# Extract:
----
Jordan Peele’s directorial debut wants to get under your skin in every sense. As is often the case with high concept horror, the less you know going in the better. Thematically, though, this is about the racial paranoia of being a minority in a white space — Chris reads into every cue, is made uncomfortable by the most casual of remarks, but is constantly second-guessing his own reading of the situation. It is an astute depiction of how exhausting such social interactions can be. The film’s opening scene is a statement of intent, with a black man walking through an affluent suburb, trying to avoid confrontation and clearly terrified of being shot. Like his comedy writing with Keegan-Michael Key, Peele is intent on confronting contemporary racial issues directly in order to provoke discomfort and conversation. In that, Get Out is a resounding success.

81. War for the Planet of the Apes (2017)8/10

Concluding Caesar’s trilogy, we find the embittered chimp no longer confident in his intelligence and questioning his decisions as he succumbs to a desire for revenge. The titular “war” is something of a misnomer, though the antagonists are soldiers. Woody Harrelson’s Colonel is driven by a specific sense of purpose which sadly, because it is delivered through monologue, never receives real examination. This series has always questioned the extent to which humanity is defined by its intelligence and what it would take for mankind to recognise and respect that intelligence in another species. The final film goes one step further and poses the question at what point one loses that humanity, although there are few answers offered. It is easy to forget that half the characters are animated, such is the quality of the emotion conveyed through motion capture, led by Andy Serkis with a clearly demanding physical performance. Despite the extent to which it is employed, this is CGI used right, in service of the story.

82. Roma (2018)9/10

Roma is an overt passion project for Alfonso Cuarón: a semi-autobiographical film shot entirely in black-and-white with virtually all dialogue in Spanish and Mixtec. Yet, not only is this an indulgence he has earned, but the results are often breathtaking. The story follows a tumultuous year for the live-in housekeeper to a middle-class family, against the backdrop of Mexico in the early 1970s. The underlying themes include love and lies, abandonment and guilt, and finding a sense of place. Doubtless more will emerge from rewatching. The monochrome cinematography is utterly beautiful, from sun-bleached rooftops to forests to rolling countryside to breaking waves to the chrome accents on period cars. Cuarón is a master of his craft turning his lens introspectively.

QuickViews 2018 (part 5)

The penultimate installment for the year takes us to the moon and back (is that a spoiler for First Man?).
----
# Exercise tasks:
• 1. According to the film reviews, in which languages is virtually all of the dialogue in Roma?
• 2. Continue the film reviews from the end of the last sentence shown.

(Saved entries)
----
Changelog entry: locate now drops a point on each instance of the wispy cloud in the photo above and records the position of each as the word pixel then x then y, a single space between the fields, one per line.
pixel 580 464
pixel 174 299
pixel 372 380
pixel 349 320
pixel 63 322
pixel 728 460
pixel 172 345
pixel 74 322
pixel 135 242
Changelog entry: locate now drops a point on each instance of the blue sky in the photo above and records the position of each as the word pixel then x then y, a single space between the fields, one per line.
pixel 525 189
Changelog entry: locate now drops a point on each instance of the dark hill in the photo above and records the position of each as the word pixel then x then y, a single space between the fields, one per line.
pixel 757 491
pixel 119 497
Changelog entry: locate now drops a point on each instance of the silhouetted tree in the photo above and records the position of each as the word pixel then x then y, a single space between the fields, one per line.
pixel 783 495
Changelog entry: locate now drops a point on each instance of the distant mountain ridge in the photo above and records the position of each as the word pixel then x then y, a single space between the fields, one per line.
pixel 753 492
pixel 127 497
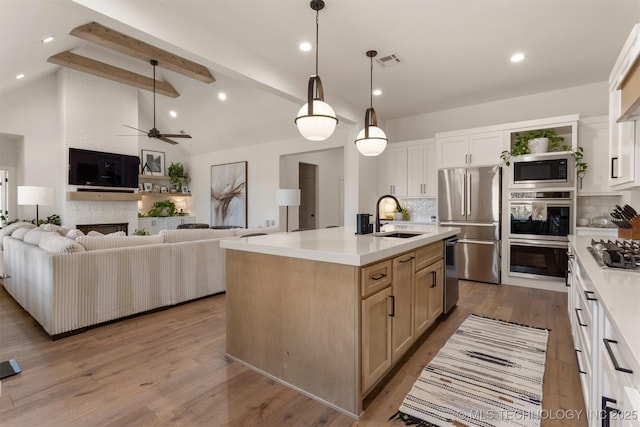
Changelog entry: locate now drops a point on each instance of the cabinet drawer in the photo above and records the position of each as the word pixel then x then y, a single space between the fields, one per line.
pixel 375 277
pixel 427 255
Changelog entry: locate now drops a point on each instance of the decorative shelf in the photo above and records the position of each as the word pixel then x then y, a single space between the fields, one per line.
pixel 103 196
pixel 154 177
pixel 149 193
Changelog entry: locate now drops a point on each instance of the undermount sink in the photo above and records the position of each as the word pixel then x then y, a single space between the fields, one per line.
pixel 400 234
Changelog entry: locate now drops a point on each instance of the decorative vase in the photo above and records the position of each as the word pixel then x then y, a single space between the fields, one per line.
pixel 538 145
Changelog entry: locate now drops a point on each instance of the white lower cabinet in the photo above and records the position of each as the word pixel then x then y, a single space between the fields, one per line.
pixel 610 380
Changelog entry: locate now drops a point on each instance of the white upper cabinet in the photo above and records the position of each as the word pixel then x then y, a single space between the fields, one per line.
pixel 393 171
pixel 423 170
pixel 476 149
pixel 593 137
pixel 624 94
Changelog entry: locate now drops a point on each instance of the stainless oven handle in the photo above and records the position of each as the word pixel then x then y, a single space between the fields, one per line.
pixel 478 242
pixel 544 243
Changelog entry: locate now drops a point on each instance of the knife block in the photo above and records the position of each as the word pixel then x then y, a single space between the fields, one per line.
pixel 631 233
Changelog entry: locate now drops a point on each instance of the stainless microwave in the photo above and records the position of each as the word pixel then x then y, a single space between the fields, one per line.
pixel 543 170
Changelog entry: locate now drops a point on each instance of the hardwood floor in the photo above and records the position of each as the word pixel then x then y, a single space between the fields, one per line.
pixel 168 368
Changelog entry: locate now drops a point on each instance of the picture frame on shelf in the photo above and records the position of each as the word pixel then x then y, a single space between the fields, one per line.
pixel 153 162
pixel 229 194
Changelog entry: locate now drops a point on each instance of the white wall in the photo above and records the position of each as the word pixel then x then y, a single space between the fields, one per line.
pixel 33 112
pixel 330 164
pixel 263 175
pixel 588 100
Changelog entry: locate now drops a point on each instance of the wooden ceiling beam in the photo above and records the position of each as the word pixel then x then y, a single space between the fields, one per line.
pixel 81 63
pixel 114 40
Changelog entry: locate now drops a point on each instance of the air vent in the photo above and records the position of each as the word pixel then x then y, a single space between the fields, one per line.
pixel 388 60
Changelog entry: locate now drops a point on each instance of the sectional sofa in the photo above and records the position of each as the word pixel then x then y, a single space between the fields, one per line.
pixel 68 282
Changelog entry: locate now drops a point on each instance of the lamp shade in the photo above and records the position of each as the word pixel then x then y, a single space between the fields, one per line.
pixel 36 195
pixel 373 145
pixel 288 197
pixel 319 125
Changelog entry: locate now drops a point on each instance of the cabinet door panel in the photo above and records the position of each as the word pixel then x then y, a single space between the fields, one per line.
pixel 376 338
pixel 402 288
pixel 485 148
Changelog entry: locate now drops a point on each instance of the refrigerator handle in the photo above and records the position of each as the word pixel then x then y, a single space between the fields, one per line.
pixel 463 193
pixel 469 186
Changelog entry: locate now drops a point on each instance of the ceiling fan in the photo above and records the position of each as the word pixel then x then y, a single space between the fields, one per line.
----
# Task responses:
• 1. Spanish and Mixtec.

• 2.
57. The Meyerowitz Stories (New and Selected) (2017) – 6/10

Writer/director Noah Baumbach has an exceptional ear for conversational dialogue, the way it actually occurs rather than witty repartee stylised for the screen. The fractious relationships of the Meyerowitz family are evident in the way they talk at cross-purposes — sometimes engaged in entirely different conversations — or respond to what they want to hear rather than what was actually said. As fascinating as this is, the characters lack real depth despite the high-profile cast, and the film drifts weightlessly through its disjointed scenes with little to say.

58. Popstar: Never Stop Never Stopping (2016) – 6/10

Lonely Island’s take on the music mockumentary is really just a thin plot to string together the band’s signature style of lyrically ridiculous pop, and the songs are undoubtedly the highlights of the film. The scenes in between rely largely on the big names who agreed to provide cameos or talking heads, but the wow factor declines as the movie drags on. Spinal Tap remains the pinnacle of this style of filmmaking because what happens off-stage is so well-observed. Here, the by-the-numbers rise and fall, with band members falling out and reconciling, cannot quite sustain an entire movie. As with most pop stars: the key to enjoyment is just listening to the music and ignoring the rest of their antics.

59. To All The Boys I Loved Before (2018)7/10

A derivative but quietly charming high school drama, its unlikely initial premise swiftly falls into a familiar “fake relationship” plot but — despite the lack of surprises — the charismatic leads evoke a genuine desire for them to acknowledge their feelings. The melodrama of high school students may not have changed much in the past few decades, but this is still a fresh update for the modern generation.

60. Newness (2017) – 6/10

After a cynical opening look at the hookup culture facilitated by dating apps, the film follows a new couple who want a more meaningful connection despite meeting after they change their statuses in exasperation to “DTF”. Concerned about boredom in the absence of new experiences, the couple start to experiment, flirting with others and then taking it further. The setup is ripe for an intriguing exploration of polyamory in the modern world and the film’s middle act seems to be leaning in that direction. Sadly, the desire for a more conventional conclusion requires it to abandon this more interesting avenue. Ironically, then, there little new here. The most compelling ideas come from the older man Gabi meets, whose transactional view of relationships is unromantic and yet more realistic than anything else on display.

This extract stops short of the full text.